Today the trails are the number-one draw in Mercer County, said Jamie Null, executive director of the local tourism board. Her organization, Visit Mercer County, even bought its own ATV three years ago, outfitting it in green and white and emblazoning it with the county’s name across the door. Null grew up in Princeton, West Virginia, in a family that wasn’t very outdoorsy. But now she takes journalists and politicians on trips across the county in her Polaris General four-seater (and she bought one for her own family). She sees a lot of optimism in the ATV-rental businesses and in hotels like Buffalo Trail Cabins outside Bluefield, which promotes itself as “designed to meet the needs of ATV riders.”
“As far as me having a crystal ball and saying this could save a town, who can do that?” Null says. “But we have to look at the bigger picture and look at how we can revitalize our towns.”
In the past five years, the trail system has added two new sections, increasing Hatfield-McCoy from 550 to 730 miles and connecting more towns that might benefit from that same kind of economic growth, said Lusk. Last year the trails saw a 12 percent uptick, with 56,258 permits sold, mostly to visitors from out of state.
“It’s a lifeline into southern West Virginia now,” said Cameron Ellis.
Like all tourism-focused industries nowadays, Lusk is undoubtedly concerned with how COVID-19 will affect things, especially considering a good deal of his business happens in early spring. On March 21, the West Virginia governor closed the trails, but that didn’t last long; two months later, the state reopened them, and since then, riders have returned in numbers surpassing 2019 figures. During the closure, the state initiated the Hatfield-McCoy Emergency Relief Lending Program, and Lusk says that, so far, no trail-related businesses have been forced to close.

*What you need to do:* According to the passage on the Hatfield-McCoy trails, how many permits did the trails sell last year?

*Records provided:*
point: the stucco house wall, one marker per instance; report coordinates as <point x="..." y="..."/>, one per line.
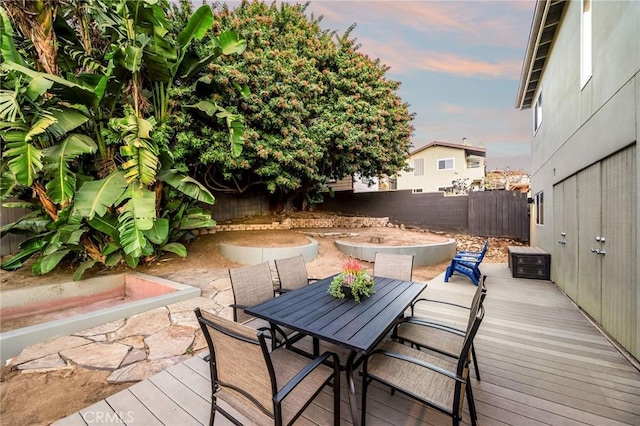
<point x="586" y="140"/>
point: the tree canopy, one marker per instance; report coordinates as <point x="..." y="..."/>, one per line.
<point x="316" y="108"/>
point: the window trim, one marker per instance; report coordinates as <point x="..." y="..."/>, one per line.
<point x="453" y="164"/>
<point x="586" y="42"/>
<point x="418" y="171"/>
<point x="539" y="205"/>
<point x="537" y="112"/>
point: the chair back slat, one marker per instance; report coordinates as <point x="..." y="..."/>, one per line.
<point x="476" y="315"/>
<point x="478" y="297"/>
<point x="394" y="266"/>
<point x="251" y="285"/>
<point x="292" y="272"/>
<point x="239" y="360"/>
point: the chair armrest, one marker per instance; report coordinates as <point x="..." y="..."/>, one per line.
<point x="426" y="323"/>
<point x="447" y="373"/>
<point x="275" y="329"/>
<point x="235" y="307"/>
<point x="302" y="374"/>
<point x="456" y="305"/>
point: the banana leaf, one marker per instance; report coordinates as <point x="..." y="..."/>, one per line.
<point x="64" y="89"/>
<point x="7" y="47"/>
<point x="197" y="27"/>
<point x="186" y="185"/>
<point x="95" y="197"/>
<point x="63" y="184"/>
<point x="25" y="161"/>
<point x="175" y="248"/>
<point x="107" y="224"/>
<point x="87" y="264"/>
<point x="15" y="262"/>
<point x="159" y="233"/>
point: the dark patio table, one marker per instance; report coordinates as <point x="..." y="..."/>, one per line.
<point x="358" y="327"/>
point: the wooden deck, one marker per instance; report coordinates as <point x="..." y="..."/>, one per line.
<point x="541" y="362"/>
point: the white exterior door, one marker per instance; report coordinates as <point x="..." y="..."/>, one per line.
<point x="619" y="268"/>
<point x="564" y="264"/>
<point x="590" y="226"/>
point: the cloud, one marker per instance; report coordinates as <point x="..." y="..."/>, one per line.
<point x="451" y="63"/>
<point x="403" y="59"/>
<point x="452" y="109"/>
<point x="470" y="22"/>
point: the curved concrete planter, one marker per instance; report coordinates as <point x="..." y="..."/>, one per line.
<point x="254" y="255"/>
<point x="146" y="292"/>
<point x="423" y="255"/>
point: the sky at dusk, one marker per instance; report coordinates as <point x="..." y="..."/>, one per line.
<point x="458" y="62"/>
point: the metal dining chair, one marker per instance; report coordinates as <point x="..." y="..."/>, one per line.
<point x="433" y="335"/>
<point x="292" y="273"/>
<point x="436" y="381"/>
<point x="265" y="387"/>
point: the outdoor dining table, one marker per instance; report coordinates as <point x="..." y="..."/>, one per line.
<point x="358" y="327"/>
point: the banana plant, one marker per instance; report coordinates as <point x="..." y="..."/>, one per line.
<point x="52" y="126"/>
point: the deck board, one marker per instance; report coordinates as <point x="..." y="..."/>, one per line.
<point x="541" y="361"/>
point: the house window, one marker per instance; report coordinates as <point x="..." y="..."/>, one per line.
<point x="445" y="164"/>
<point x="585" y="43"/>
<point x="418" y="167"/>
<point x="540" y="208"/>
<point x="473" y="164"/>
<point x="537" y="113"/>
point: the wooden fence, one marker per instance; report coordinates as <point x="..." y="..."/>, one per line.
<point x="484" y="213"/>
<point x="488" y="213"/>
<point x="499" y="214"/>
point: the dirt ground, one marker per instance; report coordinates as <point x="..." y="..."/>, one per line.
<point x="53" y="395"/>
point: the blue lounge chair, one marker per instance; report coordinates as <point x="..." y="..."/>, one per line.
<point x="479" y="254"/>
<point x="465" y="265"/>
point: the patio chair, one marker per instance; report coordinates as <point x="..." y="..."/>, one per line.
<point x="266" y="388"/>
<point x="252" y="285"/>
<point x="426" y="333"/>
<point x="465" y="265"/>
<point x="292" y="273"/>
<point x="435" y="381"/>
<point x="480" y="254"/>
<point x="395" y="266"/>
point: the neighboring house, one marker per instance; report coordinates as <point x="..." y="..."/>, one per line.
<point x="364" y="184"/>
<point x="583" y="60"/>
<point x="355" y="184"/>
<point x="506" y="179"/>
<point x="436" y="165"/>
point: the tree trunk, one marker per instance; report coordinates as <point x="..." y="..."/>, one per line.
<point x="35" y="19"/>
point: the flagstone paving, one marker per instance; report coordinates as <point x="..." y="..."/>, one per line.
<point x="142" y="345"/>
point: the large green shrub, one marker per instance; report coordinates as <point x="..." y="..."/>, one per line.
<point x="317" y="108"/>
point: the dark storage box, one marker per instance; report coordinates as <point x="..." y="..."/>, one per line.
<point x="529" y="262"/>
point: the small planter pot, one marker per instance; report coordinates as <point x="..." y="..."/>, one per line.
<point x="346" y="289"/>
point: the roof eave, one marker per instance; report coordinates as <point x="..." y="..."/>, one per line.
<point x="546" y="18"/>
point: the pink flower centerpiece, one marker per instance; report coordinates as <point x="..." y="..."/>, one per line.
<point x="353" y="279"/>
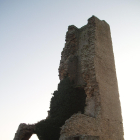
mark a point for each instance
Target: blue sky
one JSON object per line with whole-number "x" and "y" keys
{"x": 32, "y": 36}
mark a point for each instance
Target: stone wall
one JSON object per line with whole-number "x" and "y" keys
{"x": 88, "y": 60}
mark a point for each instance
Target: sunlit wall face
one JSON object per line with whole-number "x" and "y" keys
{"x": 32, "y": 36}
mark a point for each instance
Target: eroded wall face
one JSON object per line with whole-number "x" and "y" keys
{"x": 88, "y": 60}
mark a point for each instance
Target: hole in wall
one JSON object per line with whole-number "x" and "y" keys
{"x": 34, "y": 137}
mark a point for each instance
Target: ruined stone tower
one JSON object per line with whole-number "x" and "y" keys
{"x": 88, "y": 61}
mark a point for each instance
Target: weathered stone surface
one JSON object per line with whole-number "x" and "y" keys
{"x": 24, "y": 132}
{"x": 88, "y": 60}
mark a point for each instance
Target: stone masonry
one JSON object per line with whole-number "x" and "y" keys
{"x": 88, "y": 60}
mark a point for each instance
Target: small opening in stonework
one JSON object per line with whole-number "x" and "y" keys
{"x": 34, "y": 137}
{"x": 76, "y": 138}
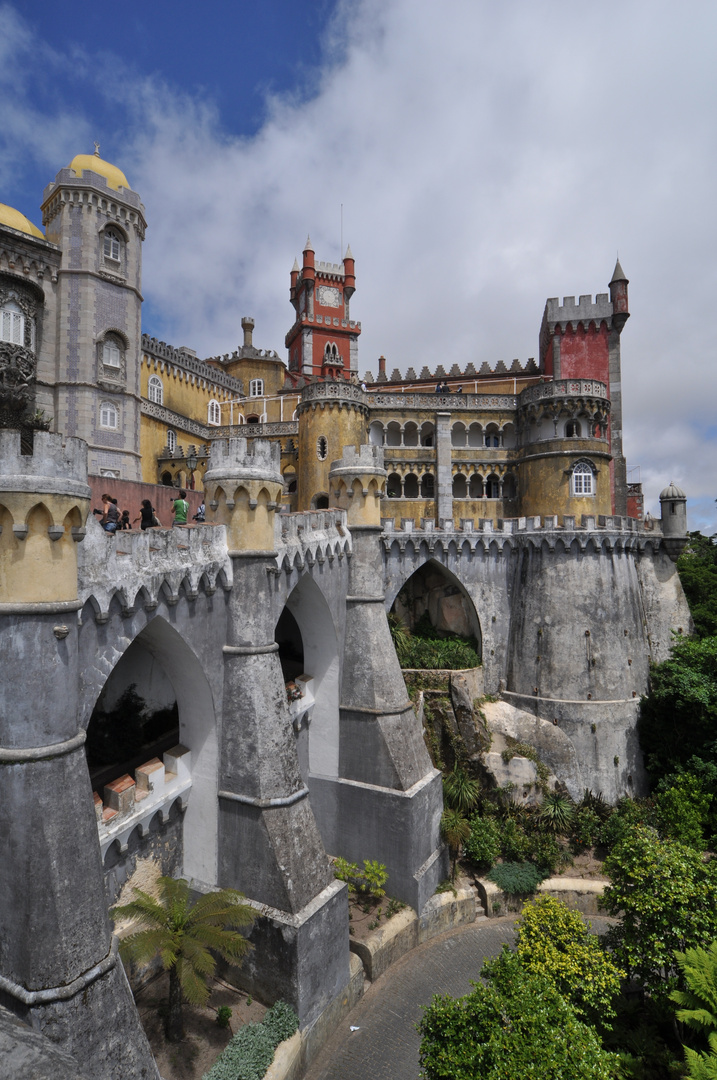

*Result below:* 56,258 permits.